→ **Direction 1**
In the passage on hiding sensitive frequent itemsets, why does hiding those itemsets involve a trade-off? Explain in one to three sentences.
→ **Direction 2**
Name every domain that the passage on hiding sensitive frequent itemsets gives as an application area for privacy-preserving data mining.
→ **Direction 3**
Write the next part of the passage on hiding sensitive frequent itemsets, continuing from its last sentence.

----- Text to read -----

Based on the network and data mining techniques, the protection of the confidentiality of 
sensitive information in a database becomes a critical issue to be resolved. Association analysis is a 
powerful and popular tool for discovering relationships hidden in large data sets. The relationships 
can be represented in a form of frequent itemsets or association rules. One rule is categorized as 
sensitive if its disclosure risk is above some given threshold. Privacy-preserving data mining is an 
important issue which can be applied to various domains, such as Web commerce, crime 
reconnoitering, health care, and customer's consumption analysis. 

The main approach to hide sensitive frequent itemsets is to reduce the support of each given 
sensitive itemsets. This is done by modifying transactions or items in the database. However, the 
modifications will generate side effects, i.e., nonsensitive frequent itemsets falsely hidden (the loss 
itemsets) and spurious frequent itemsets falsely generated (the new itemsets). There is a trade-off 
between sensitive frequent itemsets hidden and side effects generated. Furthermore, it should always 
take huge computing time to solve the problem. 

In this study, we propose a novel algorithm, FHSFI, for fast hiding sensitive frequent 
itemsets (SFI). The FHSFI has achieved the following goals: 1) all SFI can be completely hidden 
while without generating all frequent itemsets; 2) limited side effects are generated; 3) any minimum 
support thresholds are allowed, and 4) only one database scan is required.

----- Material provided -----

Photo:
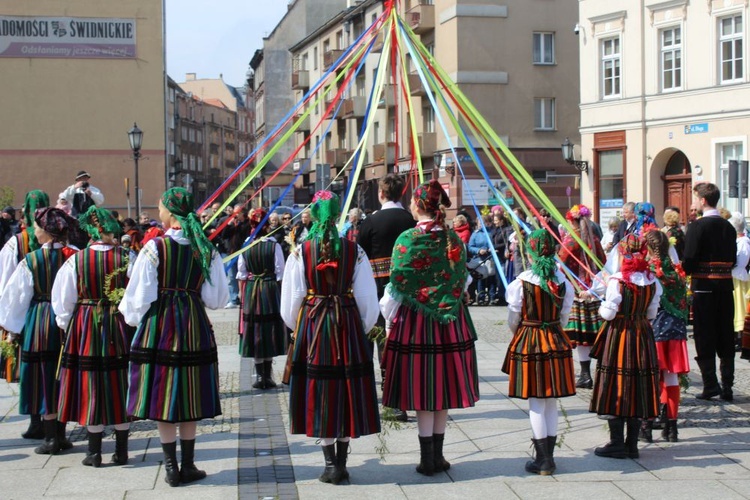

-----

→ **Result 1**
Sensitive itemsets are hidden by lowering their support, which means modifying transactions or items in the database. Those modifications cause side effects: nonsensitive frequent itemsets get falsely hidden and spurious frequent itemsets get falsely generated. Hiding the sensitive itemsets therefore comes at the cost of these side effects.

→ **Result 2**
- Web commerce
- Crime reconnoitering
- Health care
- Customer's consumption analysis

→ **Result 3**
I. INTRODUCTION 

The data mining technologies have been an important technology for discovering previously unknown 
and potentially useful information from large data sets or databases. They canbe applied to various domains, 
such as Web commerce, crime reconnoitering, health care, and customer's consumption analysis. Although these 
are useful technologies, there is also a threat to data privacy. For example, the association rule analysis is a 
powerful and popular tool for discovering relationships hidden in large data sets. Therefore, some private 
information could be easily discovered by this kind of tools. The protection of the confidentiality of sensitive 
information in a database becomes a critical issue to be resolved. 

The relationships discovered from a database can be represented in a form of frequent itemsets or 
association rules. One rule is categorized as sensitive if its disclosure risk is above some given threshold. With 
an association analyzer, if an itemset with support above a given minimal support, we call the itemset as a 
frequent itemset. 

The problem for finding an optimal sanitization of a source database with association rule analysis has 
been proven to be NP-Hard [1]. In [2,3,4,5] the authors presented different heuristic algorithms that modify 
transactions via inserting or deleting items for hiding sensitive rules or itemsets. 

Vassilios S. Verykios et al. [2] presented algorithms to hide sensitive association rules, but they 
generate high side effects and require multiple database scans. Instead of hiding sensitive association rules, 
Shyue-Liang Wang [3] proposed algorithms to hide sensitive items. The algorithm needs less number of 
database scans but the side effects generated is higher. Ali Amiri [4] also presented heuristic algorithms to hide 
sensitive items. Finally, Yi-Hung Wu et al. [5] proposed a heuristic method that could hide sensitive association 
rules with limited side effects. However, it spent a lot of time on comparing and checking if the sensitive rules 
are hidden and if side effects are produced. Besides, it could fail to hide some sensitive rules in some cases.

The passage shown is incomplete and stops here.